Problem statement => Please rewrite all the records below with "point out" replaced by "mark" and everything else left unchanged. Omit the pictures from your answer.

Record extracts =>
★ ★ ★ ★ ★
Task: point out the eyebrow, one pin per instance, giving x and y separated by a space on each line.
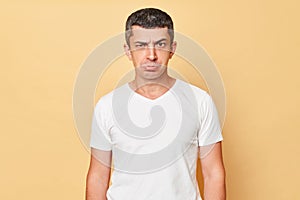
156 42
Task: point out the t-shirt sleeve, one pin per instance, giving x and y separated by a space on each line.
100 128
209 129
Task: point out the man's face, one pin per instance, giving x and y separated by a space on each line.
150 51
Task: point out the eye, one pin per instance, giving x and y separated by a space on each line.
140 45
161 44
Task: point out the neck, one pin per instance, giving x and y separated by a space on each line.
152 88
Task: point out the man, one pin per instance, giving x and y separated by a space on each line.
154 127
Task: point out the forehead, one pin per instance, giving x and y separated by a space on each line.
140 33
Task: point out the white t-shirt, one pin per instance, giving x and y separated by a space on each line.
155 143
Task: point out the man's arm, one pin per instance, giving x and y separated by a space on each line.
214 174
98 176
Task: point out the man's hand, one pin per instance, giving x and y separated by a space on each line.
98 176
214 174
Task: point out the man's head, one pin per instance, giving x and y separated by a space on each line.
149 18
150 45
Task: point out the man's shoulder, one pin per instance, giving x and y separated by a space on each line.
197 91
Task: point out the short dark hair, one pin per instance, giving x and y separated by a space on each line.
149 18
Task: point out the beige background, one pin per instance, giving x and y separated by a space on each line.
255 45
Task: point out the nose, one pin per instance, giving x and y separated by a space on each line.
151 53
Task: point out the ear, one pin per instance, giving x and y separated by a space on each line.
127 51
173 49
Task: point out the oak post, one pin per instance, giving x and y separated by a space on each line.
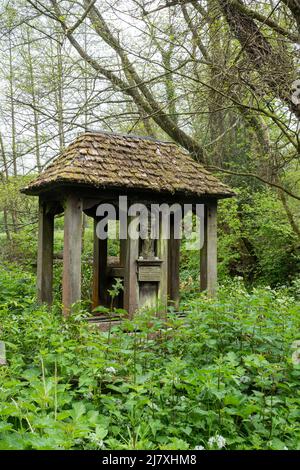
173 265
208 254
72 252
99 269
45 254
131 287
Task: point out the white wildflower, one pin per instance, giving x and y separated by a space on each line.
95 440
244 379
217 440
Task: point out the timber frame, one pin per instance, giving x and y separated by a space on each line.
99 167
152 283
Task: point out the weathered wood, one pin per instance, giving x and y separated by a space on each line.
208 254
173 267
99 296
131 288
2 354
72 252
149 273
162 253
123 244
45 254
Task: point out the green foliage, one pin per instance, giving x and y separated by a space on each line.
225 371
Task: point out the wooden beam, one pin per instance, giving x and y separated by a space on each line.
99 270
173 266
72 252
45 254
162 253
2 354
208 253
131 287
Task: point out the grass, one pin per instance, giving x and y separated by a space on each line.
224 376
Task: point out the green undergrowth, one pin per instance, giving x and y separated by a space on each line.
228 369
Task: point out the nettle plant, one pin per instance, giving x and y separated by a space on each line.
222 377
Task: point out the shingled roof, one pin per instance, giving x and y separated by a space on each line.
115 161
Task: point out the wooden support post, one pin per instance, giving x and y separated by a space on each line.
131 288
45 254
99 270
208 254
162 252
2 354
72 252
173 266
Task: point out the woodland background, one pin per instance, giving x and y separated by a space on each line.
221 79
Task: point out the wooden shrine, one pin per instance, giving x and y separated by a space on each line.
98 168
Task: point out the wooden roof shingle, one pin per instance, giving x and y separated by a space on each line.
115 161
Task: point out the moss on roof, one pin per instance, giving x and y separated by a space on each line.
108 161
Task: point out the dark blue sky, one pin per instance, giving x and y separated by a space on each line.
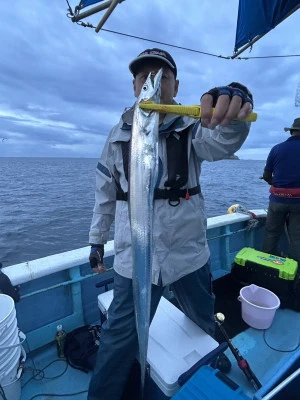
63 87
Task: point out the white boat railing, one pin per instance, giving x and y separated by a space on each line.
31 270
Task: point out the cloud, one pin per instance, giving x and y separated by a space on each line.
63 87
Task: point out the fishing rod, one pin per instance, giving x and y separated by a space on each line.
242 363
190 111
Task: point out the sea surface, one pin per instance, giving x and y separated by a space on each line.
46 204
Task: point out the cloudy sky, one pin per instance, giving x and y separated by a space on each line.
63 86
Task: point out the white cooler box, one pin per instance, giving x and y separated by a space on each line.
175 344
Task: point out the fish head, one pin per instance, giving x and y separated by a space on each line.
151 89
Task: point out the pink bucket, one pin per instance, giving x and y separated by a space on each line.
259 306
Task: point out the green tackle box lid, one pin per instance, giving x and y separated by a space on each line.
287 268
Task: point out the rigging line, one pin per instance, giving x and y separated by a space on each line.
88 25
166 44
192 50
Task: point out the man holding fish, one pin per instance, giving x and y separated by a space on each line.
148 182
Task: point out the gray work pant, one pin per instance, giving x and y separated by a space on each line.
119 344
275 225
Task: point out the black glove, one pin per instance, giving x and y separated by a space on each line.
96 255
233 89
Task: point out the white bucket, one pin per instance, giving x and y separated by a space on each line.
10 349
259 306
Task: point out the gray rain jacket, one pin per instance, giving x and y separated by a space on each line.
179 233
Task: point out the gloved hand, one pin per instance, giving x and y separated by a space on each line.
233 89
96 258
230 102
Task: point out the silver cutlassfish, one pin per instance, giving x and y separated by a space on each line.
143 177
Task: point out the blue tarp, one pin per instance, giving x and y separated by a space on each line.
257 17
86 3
★ ★ ★ ★ ★
Solution for this exercise =>
Task: mark the eyebrow, one pin per instance, giving x and y separated by a space on each line.
156 42
Task: mark the t-shirt sleeve, one pin per instance, giving x and y separated by a space on each line.
100 128
209 129
Task: mark the man's face, one pin per instance, giving x and y separated by a space on each line.
150 51
Task: mark the eye, one pin per instance, giving x and y separated by a space on each line.
140 45
161 44
Task: mark the neck, one pin per instance, giving x and y separated by a space on each line.
152 88
Task: mark the man, one pin per instance, giving x and y separated by a space on each line.
154 127
Task: mark the forehead, one pin per instance, giving x and y separated by a space on each line.
140 33
Task: mark the white t-shirt, one pin per instance, giving x and y separated by a space on each line.
155 143
Task: mark the man's arm, one pin per instance, giving x and y separated by a space on each line.
214 174
98 176
Task: mark the man's hand, one pin per instance, giving x and y separated by a space on each line.
98 176
214 174
Task: mark the man's head, one pin per instance, giving x and y separated by a space on each line.
149 18
150 45
Task: mark the man's shoulder, one pin per instance, giving x and y separated by a space on each line.
197 91
Task: mark the short dark hair, one pin per instance, giving x and y separated by a space on each line.
149 18
Task: mark the beige background, one pin per instance, giving x and y separated by a space on each line.
255 45
Task: mark the nose, one pin per instance, giving x and y separated by a space on each line.
151 53
Task: mark the ear, one pin per instance, giving x and y separated by a space on each line.
127 51
173 49
Task: mark the oak post, one pin per instance, giving x and y separated by a space on each line.
173 265
208 254
72 252
99 269
45 254
131 287
Task: mark the white wildflower, one pin per instance, giving x and y separated by a space on each line.
95 440
244 379
217 440
Task: mark the timber frame, one pin per instance, giving x and y separated by a space on each line.
99 167
152 283
Task: mark the weathered wood, one pin per instance, giving x and y separated by a space on each line.
208 254
173 267
99 296
131 288
2 354
72 252
149 273
162 253
123 244
45 254
Task: mark the green foliage, one pin per instance, giving x and y separated by a space on each line.
225 371
Task: mark the wooden beam, one pin per instance, giving x and y separated by a space on each line.
99 270
173 266
72 252
45 254
162 253
2 354
208 253
131 287
Task: mark the grass, one pin per instance, giving x and y separated by a space on each line.
224 376
Task: mark the green undergrowth, one pin per instance, giving x and y separated by a space on each line.
228 369
Task: mark the nettle plant, one pin per instance, giving x and y separated by a space on each line.
222 377
Task: mark the shingled roof, one pin per instance, giving x and y separated by a space on each line.
115 161
Task: mark the wooden support post, one pin per instance, giving x and y separated by a space on each line.
131 288
45 254
99 270
208 254
162 252
2 354
72 252
173 266
Task: mark the woodland background, one pin per instance, giving x and y separated by a space on each line.
221 79
Task: mark the wooden shrine, one pin per instance, giving x and y separated by a space on each line.
98 168
Task: mark the wooden roof shingle, one pin per instance, giving x and y separated by a space on each line.
115 161
Task: mark the moss on roof, one pin per instance, giving x and y separated by a space on each line.
108 161
Task: mark the dark blue sky, one pin per instance, giving x and y separated by a space on each line.
63 87
Task: mark the white boat railing, one pin per instance, giving x and y separated by a space on each line.
31 270
Task: mark the cloud, one pin per instance, giving x and y separated by a space on each line.
63 87
Task: mark the fishing rod, one pin per instance, giving x and y separated by a space on each line.
242 363
190 111
Task: mark the sea surface, one pin per instance, giving x and y separated by a space on each line.
46 204
Task: mark the cloudy sky, one pin per instance, giving x and y separated by a space on each line.
63 86
Task: mark the white cooler box, one pin per instance, giving x and y separated by a space on each line.
175 344
Task: mark the fish head, one pin per instance, giving x and y separated by a space on each line.
151 89
Task: mark the pink bucket, one pin per instance, giving x and y separated by a space on each line.
259 306
Task: mark the green tackle box lid, one pin per instance, giving x and y separated by a space on each line.
287 268
Task: mark the rigging line, one pin per instance, giving x and y separated by a space on each line.
88 25
166 44
192 50
Task: mark the man holding fish, one pin per instance, giving x and y separated by a space on each line.
148 182
Task: mark the gray work pant, one pin per instance, giving x and y separated by a space on each line.
119 344
275 225
Task: mark the black glove, one pin per instance, giving x and y separated by a space on each line.
96 255
233 89
Task: mark the white bucket, one pin per instance, giving x and y separated by a space on each line.
10 349
259 306
Task: mark the gray rain jacket, one pin per instance, giving x and y separated by a space on each line.
179 233
Task: mark the gloved hand, one pin per instance, giving x and y separated by a space on each line.
233 89
96 258
230 102
Task: mark the silver cutlassfish, one pin per instance, giving x and y separated by a space on each line.
143 177
Task: mark the blue tarp, one pin per instance, giving x and y separated by a space on each line.
257 17
86 3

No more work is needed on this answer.